*RECORDED DATA*
◆ ◆ ◆ ◆ ◆ ◆ ◆

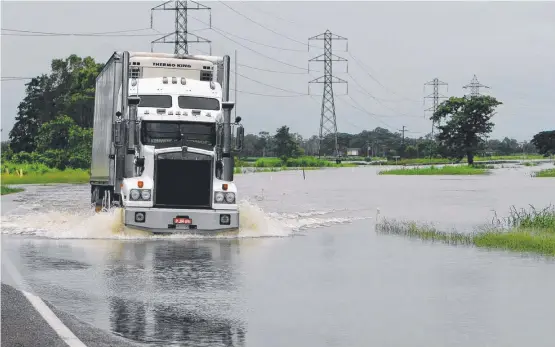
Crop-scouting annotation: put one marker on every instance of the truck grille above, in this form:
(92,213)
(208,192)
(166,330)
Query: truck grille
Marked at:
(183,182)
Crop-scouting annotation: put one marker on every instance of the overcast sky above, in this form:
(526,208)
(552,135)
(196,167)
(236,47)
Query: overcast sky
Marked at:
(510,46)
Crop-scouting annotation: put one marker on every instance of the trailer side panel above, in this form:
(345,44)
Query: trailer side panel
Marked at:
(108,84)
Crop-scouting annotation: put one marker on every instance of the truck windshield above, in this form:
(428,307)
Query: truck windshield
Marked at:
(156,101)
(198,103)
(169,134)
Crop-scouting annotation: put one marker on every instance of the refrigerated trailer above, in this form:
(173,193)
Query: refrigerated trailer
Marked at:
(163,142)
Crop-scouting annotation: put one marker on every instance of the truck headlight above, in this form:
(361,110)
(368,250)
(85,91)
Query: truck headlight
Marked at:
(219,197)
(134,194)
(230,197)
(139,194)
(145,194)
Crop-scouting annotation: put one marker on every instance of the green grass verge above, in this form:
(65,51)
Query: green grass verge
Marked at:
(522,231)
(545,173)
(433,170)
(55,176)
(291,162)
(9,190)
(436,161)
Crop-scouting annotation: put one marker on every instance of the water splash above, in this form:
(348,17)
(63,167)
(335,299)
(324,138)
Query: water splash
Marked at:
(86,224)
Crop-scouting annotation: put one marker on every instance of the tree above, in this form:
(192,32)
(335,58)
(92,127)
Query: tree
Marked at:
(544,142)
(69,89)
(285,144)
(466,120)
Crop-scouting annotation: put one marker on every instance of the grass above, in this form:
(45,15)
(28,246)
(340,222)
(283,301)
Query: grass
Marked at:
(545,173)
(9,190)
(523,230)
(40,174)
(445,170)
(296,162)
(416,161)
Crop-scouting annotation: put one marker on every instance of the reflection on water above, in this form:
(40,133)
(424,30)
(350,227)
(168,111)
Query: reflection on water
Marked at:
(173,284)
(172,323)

◆ ◆ ◆ ◆ ◆ ◆ ◆

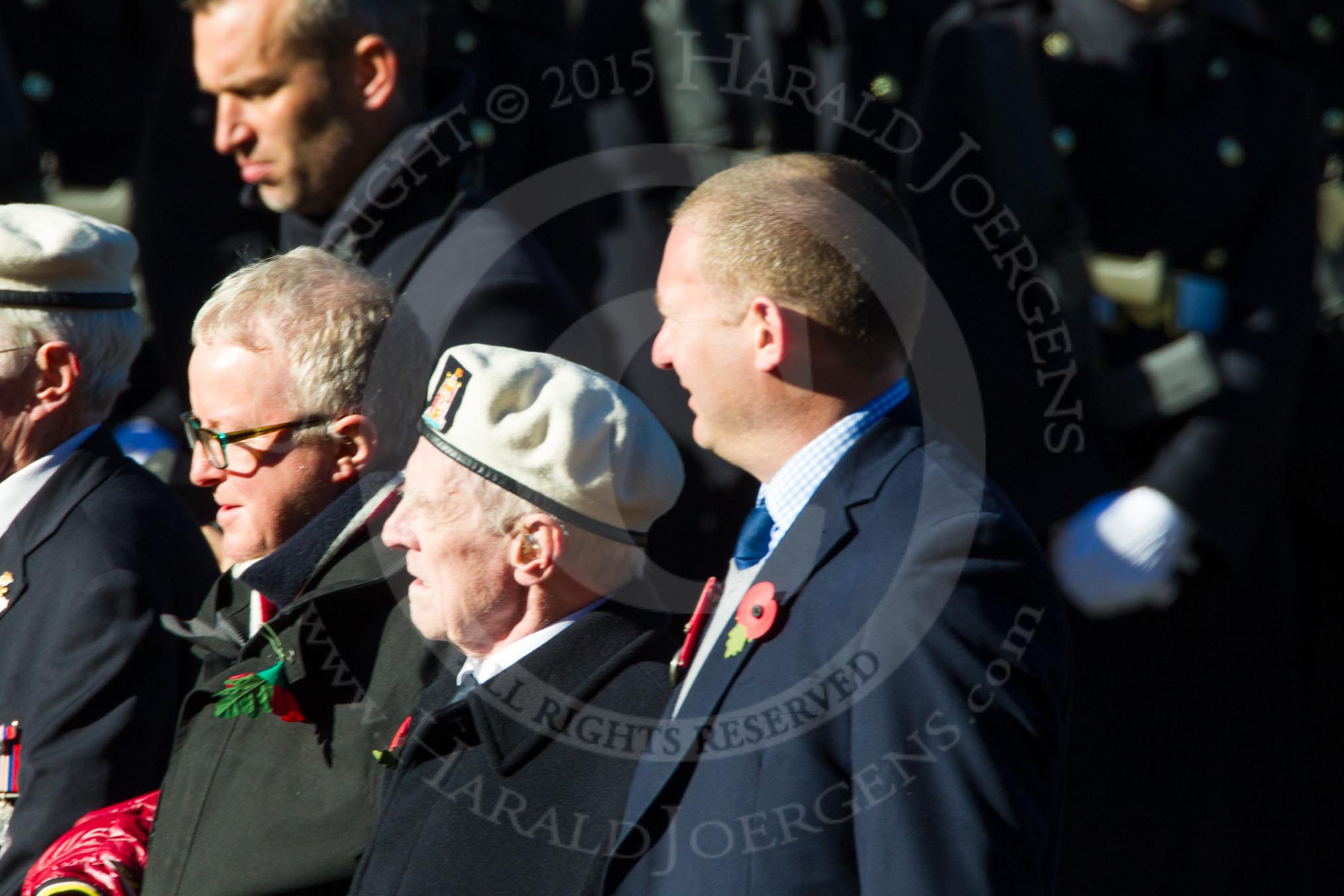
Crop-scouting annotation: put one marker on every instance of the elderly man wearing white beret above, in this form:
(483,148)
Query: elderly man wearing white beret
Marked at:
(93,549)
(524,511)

◆ ◆ ◆ ◆ ◆ ◆ ◆

*SET EXERCISE*
Report each line in the listing above that contains the word "windshield".

*TASK ANSWER*
Crop-scouting annotation: put one marker on every instance of the truck windshield above, in this form:
Query: truck windshield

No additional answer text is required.